Stated task:
Collect every line in the records below that contains the string "bounding" and copy each one in full. Case counts, so a line matches only if the capitalization is the same.

Available data:
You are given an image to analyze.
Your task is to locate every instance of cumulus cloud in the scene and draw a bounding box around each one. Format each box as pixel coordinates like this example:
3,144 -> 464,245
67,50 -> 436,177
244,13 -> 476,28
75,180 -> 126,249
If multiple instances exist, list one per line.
...
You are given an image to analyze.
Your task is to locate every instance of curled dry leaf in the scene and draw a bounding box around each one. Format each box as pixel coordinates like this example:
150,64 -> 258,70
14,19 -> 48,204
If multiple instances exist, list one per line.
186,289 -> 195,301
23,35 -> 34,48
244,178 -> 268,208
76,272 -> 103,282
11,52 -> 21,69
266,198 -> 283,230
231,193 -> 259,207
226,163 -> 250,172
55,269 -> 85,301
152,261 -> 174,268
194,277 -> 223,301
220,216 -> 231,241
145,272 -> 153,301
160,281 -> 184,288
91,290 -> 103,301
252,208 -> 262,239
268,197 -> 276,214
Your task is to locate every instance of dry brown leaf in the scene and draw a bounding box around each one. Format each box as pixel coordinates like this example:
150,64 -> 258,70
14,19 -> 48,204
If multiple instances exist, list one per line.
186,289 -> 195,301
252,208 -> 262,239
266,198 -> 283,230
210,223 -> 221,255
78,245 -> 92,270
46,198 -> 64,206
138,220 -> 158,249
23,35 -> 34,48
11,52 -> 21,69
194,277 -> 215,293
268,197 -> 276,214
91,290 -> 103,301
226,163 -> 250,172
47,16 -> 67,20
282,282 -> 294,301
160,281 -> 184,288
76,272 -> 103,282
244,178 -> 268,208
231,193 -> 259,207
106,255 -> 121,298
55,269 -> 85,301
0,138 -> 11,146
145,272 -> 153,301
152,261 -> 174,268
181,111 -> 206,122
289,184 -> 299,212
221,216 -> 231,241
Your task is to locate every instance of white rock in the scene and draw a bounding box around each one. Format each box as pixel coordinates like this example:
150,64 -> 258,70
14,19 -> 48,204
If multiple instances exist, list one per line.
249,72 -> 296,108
==
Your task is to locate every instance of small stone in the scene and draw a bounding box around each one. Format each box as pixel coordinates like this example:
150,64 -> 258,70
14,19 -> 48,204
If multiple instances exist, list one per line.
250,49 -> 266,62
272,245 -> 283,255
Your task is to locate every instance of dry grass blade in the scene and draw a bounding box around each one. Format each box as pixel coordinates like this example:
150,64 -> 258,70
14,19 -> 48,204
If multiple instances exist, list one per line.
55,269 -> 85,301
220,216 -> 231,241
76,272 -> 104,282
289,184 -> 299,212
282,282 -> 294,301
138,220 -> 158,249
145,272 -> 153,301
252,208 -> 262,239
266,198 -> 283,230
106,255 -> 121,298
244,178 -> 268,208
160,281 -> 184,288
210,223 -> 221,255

Task solution:
Your task is to locate every instance of cumulus cloud in the scene and draw a bounding box around each one. Format each box as pixel coordinates like this example:
Your task is to locate every instance of curled dry leaf in the scene and draw a bounding box around each one. Format each box as pixel coordinates like this example:
Your task is to locate every instance of dry brown leaf in the scene and draw a bounding box around each one. Format each box as pixel coordinates like this example:
Your task is to locate every instance of white rock in the scene and draw a bounding box around each one. Format each box as pixel coordinates like this example:
Your task is to locate every instance of small stone in the scene and draw a bounding box around each one. Format each box as pixel coordinates like this example:
Your task is to locate every instance of dry grass blade in the scene and draw a bounding box around each one. Format each box as pixel coordinates like this example:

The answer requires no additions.